## TASK TO COMPLETE:
Scale the records in the stretch from the line "Target: stone facade" through the end of the records, both ends included. Rewrite every line, requests included, multiplying each point coordinate by 0.8 and rounding to whole numbers, halves up, and give only those lines.

## EXTRACTED DATA:
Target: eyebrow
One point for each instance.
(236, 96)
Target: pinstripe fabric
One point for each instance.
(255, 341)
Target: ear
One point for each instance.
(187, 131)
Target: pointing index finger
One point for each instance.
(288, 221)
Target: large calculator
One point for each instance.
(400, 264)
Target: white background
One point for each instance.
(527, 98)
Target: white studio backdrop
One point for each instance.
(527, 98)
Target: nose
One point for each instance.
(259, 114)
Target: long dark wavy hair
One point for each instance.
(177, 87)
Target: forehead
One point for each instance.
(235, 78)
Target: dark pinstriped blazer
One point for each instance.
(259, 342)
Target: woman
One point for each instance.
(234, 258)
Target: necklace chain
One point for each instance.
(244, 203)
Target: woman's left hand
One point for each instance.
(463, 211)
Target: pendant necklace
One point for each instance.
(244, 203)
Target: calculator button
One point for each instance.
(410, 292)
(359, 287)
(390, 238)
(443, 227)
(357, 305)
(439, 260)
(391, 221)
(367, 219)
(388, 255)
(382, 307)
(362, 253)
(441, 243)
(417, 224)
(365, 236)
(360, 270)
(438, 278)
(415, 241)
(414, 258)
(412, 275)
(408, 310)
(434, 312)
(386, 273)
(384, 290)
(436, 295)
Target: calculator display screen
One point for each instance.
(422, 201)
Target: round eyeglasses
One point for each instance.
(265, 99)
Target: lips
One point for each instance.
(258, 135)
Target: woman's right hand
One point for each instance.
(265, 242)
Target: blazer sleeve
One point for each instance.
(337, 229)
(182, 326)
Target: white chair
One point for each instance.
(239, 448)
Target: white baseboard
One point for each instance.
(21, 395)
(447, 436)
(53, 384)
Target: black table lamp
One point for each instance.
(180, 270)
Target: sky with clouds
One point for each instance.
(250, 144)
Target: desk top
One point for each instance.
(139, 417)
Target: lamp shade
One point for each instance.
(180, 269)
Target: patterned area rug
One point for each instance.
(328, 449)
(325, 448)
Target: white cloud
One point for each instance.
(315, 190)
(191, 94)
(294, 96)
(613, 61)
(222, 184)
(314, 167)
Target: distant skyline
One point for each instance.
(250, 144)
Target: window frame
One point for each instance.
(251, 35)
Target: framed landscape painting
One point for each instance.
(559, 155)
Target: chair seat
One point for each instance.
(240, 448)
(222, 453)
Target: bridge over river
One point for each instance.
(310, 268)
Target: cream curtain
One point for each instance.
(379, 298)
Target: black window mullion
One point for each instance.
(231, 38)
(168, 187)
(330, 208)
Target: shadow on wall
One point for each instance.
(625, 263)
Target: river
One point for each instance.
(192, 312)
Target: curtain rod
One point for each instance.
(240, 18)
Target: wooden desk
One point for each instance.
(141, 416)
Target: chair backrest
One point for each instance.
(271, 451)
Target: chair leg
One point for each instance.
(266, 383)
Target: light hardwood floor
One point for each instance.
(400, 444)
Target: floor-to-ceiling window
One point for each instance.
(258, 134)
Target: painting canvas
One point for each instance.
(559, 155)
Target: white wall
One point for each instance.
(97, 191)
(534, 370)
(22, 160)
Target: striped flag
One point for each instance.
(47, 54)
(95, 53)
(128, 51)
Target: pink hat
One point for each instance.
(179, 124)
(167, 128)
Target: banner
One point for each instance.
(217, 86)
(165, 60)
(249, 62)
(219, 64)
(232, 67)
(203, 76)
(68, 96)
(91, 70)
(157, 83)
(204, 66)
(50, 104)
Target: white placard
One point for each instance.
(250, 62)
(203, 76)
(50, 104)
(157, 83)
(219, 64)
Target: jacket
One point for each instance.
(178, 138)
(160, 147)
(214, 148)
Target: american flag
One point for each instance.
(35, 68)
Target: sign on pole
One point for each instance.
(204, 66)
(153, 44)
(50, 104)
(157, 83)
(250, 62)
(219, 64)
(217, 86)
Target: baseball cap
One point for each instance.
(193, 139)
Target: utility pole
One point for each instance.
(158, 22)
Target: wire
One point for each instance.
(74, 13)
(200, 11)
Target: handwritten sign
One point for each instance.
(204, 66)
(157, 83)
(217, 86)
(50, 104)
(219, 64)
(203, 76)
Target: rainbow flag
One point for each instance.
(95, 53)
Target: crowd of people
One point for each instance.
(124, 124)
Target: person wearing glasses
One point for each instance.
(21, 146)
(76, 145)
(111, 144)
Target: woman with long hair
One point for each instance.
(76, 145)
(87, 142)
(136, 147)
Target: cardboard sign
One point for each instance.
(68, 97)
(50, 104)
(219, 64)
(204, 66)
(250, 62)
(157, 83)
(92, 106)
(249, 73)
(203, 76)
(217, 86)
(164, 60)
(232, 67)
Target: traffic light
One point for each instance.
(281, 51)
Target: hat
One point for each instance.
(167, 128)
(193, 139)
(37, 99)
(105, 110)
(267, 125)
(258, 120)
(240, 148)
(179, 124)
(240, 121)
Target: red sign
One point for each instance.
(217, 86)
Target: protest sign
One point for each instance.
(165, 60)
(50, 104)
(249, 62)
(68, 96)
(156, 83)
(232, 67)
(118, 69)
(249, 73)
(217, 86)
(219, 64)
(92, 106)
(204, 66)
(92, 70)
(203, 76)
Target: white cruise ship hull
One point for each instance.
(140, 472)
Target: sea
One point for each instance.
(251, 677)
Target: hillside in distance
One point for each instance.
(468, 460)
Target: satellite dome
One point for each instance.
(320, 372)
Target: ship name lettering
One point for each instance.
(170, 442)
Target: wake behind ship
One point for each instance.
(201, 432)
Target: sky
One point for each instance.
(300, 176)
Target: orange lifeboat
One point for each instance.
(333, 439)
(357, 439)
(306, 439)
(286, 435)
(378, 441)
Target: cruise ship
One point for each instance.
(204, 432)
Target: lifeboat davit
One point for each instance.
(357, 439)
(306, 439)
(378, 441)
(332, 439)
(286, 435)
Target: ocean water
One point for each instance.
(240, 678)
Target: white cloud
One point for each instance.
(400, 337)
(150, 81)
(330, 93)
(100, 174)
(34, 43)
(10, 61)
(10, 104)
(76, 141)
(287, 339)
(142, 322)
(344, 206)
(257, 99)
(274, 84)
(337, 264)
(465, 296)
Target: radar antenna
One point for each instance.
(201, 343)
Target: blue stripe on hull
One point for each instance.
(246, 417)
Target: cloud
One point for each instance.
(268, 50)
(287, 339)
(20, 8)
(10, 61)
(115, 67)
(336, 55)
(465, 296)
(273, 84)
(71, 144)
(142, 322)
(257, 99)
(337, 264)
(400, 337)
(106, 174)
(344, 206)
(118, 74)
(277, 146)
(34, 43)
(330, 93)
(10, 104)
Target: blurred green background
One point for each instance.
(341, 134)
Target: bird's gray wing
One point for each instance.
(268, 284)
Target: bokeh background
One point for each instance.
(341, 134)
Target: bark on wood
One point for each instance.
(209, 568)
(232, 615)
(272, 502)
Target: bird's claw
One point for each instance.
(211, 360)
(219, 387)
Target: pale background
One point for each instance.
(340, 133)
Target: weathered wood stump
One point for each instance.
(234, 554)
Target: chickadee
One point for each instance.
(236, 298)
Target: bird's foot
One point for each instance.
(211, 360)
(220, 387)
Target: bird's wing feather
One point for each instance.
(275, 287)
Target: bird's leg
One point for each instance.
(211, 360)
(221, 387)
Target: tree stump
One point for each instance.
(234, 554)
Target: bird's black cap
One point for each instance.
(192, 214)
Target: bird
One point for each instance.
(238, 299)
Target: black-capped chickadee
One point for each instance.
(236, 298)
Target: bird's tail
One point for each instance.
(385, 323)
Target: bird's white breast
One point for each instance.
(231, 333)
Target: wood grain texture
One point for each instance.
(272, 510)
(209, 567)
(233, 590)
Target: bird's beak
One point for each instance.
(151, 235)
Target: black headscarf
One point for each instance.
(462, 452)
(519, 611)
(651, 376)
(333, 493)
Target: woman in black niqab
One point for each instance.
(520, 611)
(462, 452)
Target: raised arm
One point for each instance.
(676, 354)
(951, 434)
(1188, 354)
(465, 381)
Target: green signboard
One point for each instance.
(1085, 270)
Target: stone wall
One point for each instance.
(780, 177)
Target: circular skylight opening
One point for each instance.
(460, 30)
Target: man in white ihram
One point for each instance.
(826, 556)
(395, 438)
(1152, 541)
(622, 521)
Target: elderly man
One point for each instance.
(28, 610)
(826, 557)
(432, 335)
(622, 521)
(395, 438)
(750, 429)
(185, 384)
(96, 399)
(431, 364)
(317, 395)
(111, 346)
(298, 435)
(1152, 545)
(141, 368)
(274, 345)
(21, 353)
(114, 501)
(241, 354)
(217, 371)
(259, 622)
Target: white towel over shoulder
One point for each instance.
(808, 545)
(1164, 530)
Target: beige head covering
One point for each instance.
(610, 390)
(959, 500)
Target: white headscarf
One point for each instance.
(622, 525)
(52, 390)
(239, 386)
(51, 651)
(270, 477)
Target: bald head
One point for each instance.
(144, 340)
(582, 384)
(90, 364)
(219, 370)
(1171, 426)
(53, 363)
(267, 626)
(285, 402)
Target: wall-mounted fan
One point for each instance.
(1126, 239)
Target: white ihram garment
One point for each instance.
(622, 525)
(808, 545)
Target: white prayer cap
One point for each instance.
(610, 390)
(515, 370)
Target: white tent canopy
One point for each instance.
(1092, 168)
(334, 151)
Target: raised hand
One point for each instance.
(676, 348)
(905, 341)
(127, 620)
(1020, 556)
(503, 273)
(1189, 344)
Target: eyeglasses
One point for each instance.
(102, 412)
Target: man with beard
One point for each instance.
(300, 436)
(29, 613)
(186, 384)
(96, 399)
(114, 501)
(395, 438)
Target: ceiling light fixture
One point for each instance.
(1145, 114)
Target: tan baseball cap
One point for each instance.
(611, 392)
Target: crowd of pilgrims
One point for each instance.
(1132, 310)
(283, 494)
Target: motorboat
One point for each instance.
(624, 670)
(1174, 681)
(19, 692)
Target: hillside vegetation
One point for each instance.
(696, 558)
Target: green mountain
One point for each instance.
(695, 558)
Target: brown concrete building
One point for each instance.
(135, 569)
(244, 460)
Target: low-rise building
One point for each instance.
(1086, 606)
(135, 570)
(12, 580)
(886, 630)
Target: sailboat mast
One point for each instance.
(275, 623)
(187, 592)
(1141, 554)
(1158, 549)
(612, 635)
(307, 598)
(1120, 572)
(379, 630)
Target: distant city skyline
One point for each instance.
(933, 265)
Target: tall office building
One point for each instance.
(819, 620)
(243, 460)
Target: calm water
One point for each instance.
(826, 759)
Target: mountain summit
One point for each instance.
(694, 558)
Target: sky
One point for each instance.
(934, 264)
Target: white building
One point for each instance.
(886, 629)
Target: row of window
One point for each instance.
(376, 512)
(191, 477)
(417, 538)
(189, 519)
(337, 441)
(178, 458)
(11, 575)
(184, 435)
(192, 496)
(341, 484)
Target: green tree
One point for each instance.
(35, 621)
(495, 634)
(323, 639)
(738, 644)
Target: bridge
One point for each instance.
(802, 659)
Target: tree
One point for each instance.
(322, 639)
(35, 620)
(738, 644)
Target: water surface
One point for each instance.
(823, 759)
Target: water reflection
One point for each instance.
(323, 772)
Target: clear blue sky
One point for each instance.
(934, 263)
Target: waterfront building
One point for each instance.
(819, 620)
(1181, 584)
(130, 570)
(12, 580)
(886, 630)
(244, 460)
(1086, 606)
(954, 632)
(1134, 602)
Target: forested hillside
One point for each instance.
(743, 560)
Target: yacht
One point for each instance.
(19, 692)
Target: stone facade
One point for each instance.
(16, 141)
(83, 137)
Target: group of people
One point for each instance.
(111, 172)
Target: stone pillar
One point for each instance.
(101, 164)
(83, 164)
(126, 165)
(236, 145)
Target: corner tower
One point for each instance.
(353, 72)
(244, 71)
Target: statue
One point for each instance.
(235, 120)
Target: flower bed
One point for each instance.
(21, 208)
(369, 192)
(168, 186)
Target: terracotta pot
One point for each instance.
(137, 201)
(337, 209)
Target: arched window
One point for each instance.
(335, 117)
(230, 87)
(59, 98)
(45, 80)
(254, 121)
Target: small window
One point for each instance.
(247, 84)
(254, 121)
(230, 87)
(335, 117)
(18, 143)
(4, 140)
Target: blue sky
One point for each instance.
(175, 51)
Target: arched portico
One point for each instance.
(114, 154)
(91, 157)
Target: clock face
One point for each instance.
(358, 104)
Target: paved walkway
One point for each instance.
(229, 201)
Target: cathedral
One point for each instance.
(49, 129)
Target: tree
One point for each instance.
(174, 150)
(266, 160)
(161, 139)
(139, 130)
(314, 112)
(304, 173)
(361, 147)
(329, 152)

## FULL OUTPUT:
Target: stone facade
One point for each instance.
(13, 113)
(66, 110)
Target: group of people
One point for each instance.
(89, 138)
Target: stone pillar
One point for each instance.
(81, 131)
(66, 131)
(101, 132)
(189, 116)
Target: corner tower
One point for each instance.
(282, 58)
(195, 57)
Target: statue
One point for each instance.
(188, 96)
Target: flower bed
One point for each instance.
(17, 166)
(295, 154)
(134, 149)
Target: terracotta pot
One point for each instance.
(110, 161)
(270, 167)
Target: arched window
One point for each instance.
(268, 94)
(184, 70)
(47, 78)
(36, 64)
(203, 97)
Target: small window
One point for each instance.
(198, 67)
(203, 97)
(184, 70)
(268, 94)
(14, 114)
(3, 112)
Target: blue sky
One point for each instance.
(140, 41)
Target: arched portico
One point for each instance.
(91, 123)
(73, 126)
Target: clock face
One point for each instance.
(286, 83)
Target: paved walkway
One point for each instance.
(183, 161)
Target: cathedral
One point for each instance.
(39, 103)
Target: tree
One point for each instance.
(139, 120)
(213, 128)
(129, 111)
(111, 104)
(251, 90)
(243, 138)
(289, 118)
(263, 122)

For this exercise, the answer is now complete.